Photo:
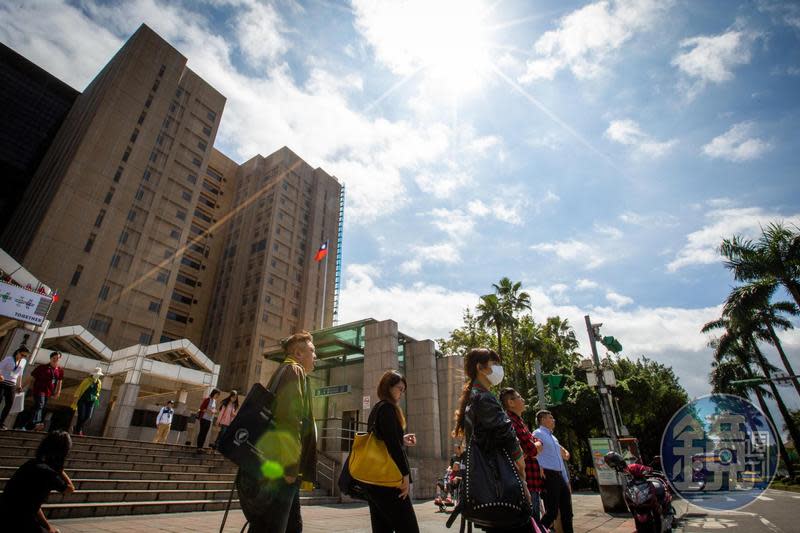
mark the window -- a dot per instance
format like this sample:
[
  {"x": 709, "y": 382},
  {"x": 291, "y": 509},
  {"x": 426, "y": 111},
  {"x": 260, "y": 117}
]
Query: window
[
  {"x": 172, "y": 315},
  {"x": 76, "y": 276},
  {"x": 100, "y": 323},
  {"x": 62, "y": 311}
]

-*-*-

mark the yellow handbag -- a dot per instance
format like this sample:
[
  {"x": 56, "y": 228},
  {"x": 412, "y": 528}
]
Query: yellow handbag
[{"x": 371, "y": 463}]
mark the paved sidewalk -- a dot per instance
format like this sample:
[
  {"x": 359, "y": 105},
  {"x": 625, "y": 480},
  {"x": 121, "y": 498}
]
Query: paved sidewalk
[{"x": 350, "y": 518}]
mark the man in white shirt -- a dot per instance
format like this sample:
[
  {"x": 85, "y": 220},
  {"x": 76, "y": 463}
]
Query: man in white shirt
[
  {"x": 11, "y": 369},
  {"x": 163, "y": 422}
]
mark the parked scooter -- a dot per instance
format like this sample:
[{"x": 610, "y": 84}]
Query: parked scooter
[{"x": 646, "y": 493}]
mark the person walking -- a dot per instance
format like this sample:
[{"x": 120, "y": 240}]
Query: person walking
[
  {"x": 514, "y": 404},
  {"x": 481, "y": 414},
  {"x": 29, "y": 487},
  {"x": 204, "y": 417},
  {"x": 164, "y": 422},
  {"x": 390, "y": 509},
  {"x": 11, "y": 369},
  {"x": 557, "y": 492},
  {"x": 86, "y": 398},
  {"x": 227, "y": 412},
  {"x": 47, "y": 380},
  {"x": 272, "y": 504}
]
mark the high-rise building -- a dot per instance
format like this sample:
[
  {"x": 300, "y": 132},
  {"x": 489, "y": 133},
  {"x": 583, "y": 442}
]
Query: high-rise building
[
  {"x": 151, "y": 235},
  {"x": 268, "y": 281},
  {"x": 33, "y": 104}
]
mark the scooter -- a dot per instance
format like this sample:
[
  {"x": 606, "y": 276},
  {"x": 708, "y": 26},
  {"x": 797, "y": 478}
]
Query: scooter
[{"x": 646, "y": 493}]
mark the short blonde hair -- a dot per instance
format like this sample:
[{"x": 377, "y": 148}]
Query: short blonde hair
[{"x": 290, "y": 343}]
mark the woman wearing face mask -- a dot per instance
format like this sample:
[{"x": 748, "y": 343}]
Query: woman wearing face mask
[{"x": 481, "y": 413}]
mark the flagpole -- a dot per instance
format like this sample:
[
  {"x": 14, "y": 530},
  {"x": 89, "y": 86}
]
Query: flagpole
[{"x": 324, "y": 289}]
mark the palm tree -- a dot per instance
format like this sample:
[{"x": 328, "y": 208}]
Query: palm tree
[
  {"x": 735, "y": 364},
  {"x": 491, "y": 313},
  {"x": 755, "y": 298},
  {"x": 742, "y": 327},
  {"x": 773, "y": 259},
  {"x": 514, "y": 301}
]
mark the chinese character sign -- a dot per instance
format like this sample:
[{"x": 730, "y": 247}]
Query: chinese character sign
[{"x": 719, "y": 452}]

-*-*-

> **The problem**: Which lines in the items above contain the word "window"? List every one of them, treating uppercase and lowercase as different.

> **Result of the exercise**:
mark the window -- a dot per instance
Query: window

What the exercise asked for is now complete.